• Task requirements
Word for word, the records below are to be set down again.

• Supplied records
*** Begin section ***

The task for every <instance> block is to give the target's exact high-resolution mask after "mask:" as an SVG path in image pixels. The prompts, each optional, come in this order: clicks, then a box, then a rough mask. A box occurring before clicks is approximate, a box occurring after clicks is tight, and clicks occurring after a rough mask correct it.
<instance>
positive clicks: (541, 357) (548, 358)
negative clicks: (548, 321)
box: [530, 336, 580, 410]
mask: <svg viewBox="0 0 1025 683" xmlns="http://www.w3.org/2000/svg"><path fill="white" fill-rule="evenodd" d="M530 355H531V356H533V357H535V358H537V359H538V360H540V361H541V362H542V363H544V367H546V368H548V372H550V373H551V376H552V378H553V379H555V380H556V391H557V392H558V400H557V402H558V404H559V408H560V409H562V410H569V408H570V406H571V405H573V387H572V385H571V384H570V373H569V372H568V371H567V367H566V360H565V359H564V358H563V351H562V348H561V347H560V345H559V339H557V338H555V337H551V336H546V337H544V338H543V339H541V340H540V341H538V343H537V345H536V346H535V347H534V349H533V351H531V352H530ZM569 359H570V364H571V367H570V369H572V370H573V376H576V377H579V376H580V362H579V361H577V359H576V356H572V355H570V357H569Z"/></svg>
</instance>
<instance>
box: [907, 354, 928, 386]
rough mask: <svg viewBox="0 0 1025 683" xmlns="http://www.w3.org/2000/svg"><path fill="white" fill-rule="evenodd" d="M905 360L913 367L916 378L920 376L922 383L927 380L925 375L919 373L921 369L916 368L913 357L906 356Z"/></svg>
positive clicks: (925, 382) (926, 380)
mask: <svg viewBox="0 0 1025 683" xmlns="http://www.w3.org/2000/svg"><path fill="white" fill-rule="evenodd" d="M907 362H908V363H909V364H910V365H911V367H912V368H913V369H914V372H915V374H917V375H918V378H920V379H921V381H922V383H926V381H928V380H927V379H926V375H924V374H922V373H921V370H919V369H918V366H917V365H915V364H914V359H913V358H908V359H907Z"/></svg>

*** End section ***

• Exercise answer
The task for every <instance> block is to give the target's exact high-resolution mask after "mask:" as an SVG path in image pixels. The prompts, each optional, come in this order: clicks, then a box, then a rough mask. A box occurring before clicks is approximate, a box occurring after clicks is tight, and clicks occurring after a rough mask correct it.
<instance>
positive clicks: (541, 357) (548, 358)
negative clicks: (548, 321)
box: [530, 336, 580, 410]
mask: <svg viewBox="0 0 1025 683" xmlns="http://www.w3.org/2000/svg"><path fill="white" fill-rule="evenodd" d="M530 355H531V356H533V357H535V358H537V359H538V360H540V361H541V362H542V363H544V367H546V368H548V372H550V373H551V376H552V378H553V379H555V380H556V391H557V392H558V400H557V402H558V404H559V408H560V409H562V410H569V408H570V406H571V405H573V387H572V385H571V384H570V373H569V372H568V371H567V367H566V360H565V359H564V358H563V351H562V348H561V347H560V345H559V339H557V338H555V337H551V336H546V337H544V338H543V339H541V340H540V341H538V343H537V345H536V346H535V347H534V349H533V351H531V352H530ZM569 359H570V364H571V367H570V369H572V370H573V376H576V377H579V376H580V362H579V361H577V359H576V356H572V355H570V357H569Z"/></svg>
</instance>
<instance>
box: [907, 354, 928, 386]
rough mask: <svg viewBox="0 0 1025 683" xmlns="http://www.w3.org/2000/svg"><path fill="white" fill-rule="evenodd" d="M905 360L913 367L916 378L920 376L922 383L927 380L925 375L919 373L921 369L916 368L913 357L906 356Z"/></svg>
positive clicks: (925, 382) (926, 380)
mask: <svg viewBox="0 0 1025 683" xmlns="http://www.w3.org/2000/svg"><path fill="white" fill-rule="evenodd" d="M907 362H908V363H909V364H910V365H911V367H912V368H913V369H914V372H915V374H917V375H918V378H920V379H921V381H922V383H926V381H928V380H927V379H926V375H924V374H922V373H921V370H919V369H918V366H917V365H915V364H914V359H913V358H908V359H907Z"/></svg>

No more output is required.